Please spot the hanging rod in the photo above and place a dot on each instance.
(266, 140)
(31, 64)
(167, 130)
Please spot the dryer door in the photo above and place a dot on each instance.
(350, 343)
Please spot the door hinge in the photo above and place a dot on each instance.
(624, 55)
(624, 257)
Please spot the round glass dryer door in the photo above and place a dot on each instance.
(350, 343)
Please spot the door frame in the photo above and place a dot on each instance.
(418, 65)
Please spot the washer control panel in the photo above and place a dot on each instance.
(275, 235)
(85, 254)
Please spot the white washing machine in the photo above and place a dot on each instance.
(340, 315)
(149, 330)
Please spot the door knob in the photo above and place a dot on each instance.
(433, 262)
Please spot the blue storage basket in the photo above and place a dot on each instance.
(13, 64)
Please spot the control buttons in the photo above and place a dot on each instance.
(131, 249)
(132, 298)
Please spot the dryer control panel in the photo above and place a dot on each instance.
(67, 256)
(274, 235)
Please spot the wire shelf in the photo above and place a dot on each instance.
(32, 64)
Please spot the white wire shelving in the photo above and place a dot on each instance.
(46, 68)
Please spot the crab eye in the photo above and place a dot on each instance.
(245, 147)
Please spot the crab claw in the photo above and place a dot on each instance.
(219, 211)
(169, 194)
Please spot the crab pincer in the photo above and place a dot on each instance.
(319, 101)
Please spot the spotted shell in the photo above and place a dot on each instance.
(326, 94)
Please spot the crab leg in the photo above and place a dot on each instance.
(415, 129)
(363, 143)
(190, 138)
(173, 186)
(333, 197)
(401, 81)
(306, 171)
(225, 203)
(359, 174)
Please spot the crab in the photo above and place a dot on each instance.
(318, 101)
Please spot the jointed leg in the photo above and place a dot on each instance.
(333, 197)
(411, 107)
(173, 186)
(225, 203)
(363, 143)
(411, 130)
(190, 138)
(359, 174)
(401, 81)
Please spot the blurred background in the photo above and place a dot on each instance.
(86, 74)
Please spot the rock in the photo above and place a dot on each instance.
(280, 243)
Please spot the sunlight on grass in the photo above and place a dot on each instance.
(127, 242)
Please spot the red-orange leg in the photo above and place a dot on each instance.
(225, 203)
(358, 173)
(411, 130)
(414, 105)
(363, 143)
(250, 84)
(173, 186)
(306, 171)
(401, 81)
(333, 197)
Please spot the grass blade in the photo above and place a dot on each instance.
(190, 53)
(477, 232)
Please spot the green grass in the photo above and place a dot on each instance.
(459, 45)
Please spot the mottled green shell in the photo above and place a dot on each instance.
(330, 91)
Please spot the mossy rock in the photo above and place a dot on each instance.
○ ○ ○ ○ ○ ○ ○
TASK BRIEF. Generate an exact reproduction of all entries.

FULL RESPONSE.
Please spot the hanging rod in the photo above and place a dot on each instance.
(266, 140)
(31, 64)
(167, 130)
Please spot the dryer door in the photo above and place a dot on each instance.
(350, 343)
Please spot the door hinge in the photo above and place a dot on each instance.
(624, 55)
(624, 257)
Please spot the round glass dryer door in the photo above and place a dot on each instance.
(350, 343)
Please spot the door frame in the photo above and place a dot on each instance.
(418, 65)
Please spot the washer control panel in the photo above and place a dot on each instance.
(275, 235)
(85, 254)
Please spot the white washing machine in the photo above and place a dot on each instance.
(340, 315)
(149, 330)
Please spot the door knob in the photo above and place a dot on each instance.
(433, 262)
Please spot the blue storage basket in the photo above and place a dot on each instance.
(13, 64)
Please spot the control buttons in the photo above and place a dot on each instance.
(131, 249)
(132, 298)
Please spot the dryer control panel in the photo above and place a dot on each instance.
(67, 256)
(274, 235)
Please spot the wire shelf in the photo above and place a dot on each instance.
(32, 64)
Please spot the white wire shelving in the photo above and place a dot on each instance.
(46, 68)
Please spot the crab eye in the photo above and place a dot on each instance.
(245, 147)
Please spot the crab claw in the photo above and place a dot on each instance.
(219, 211)
(169, 194)
Please spot the crab pincer in the photo above and place a dot on each instance.
(319, 101)
Please spot the spotted shell in the photo above and place a dot on each instance.
(326, 94)
Please spot the crab leg in the photo above and place a dot on each instance.
(415, 129)
(363, 143)
(190, 138)
(173, 186)
(333, 197)
(401, 81)
(306, 171)
(225, 203)
(359, 174)
Please spot the crab in the photo above and place a dot on each instance.
(318, 101)
Please spot the jointed leg in the photo above and place a dot on each instance.
(333, 197)
(411, 107)
(173, 186)
(225, 203)
(363, 143)
(411, 130)
(190, 138)
(359, 174)
(401, 81)
Please spot the blurred background in the photo above and place a dot on each instance.
(86, 74)
Please spot the rock in the photo above and place a dot on each instance.
(280, 243)
Please spot the sunlight on grass in the photo above and place a dot on each instance.
(127, 242)
Please spot the red-orange leg in the photo above and place a dot on each instance.
(225, 203)
(358, 173)
(411, 130)
(414, 105)
(363, 143)
(250, 84)
(173, 186)
(306, 171)
(401, 81)
(333, 197)
Please spot the grass blade in the photo above and place a dot on each instance.
(190, 53)
(477, 232)
Please spot the green grass in the photo above and place a dot on each instance.
(459, 45)
Please spot the mottled green shell in the photo above and place a dot on each instance.
(330, 91)
Please spot the mossy rock in the photo above and place a dot on each instance.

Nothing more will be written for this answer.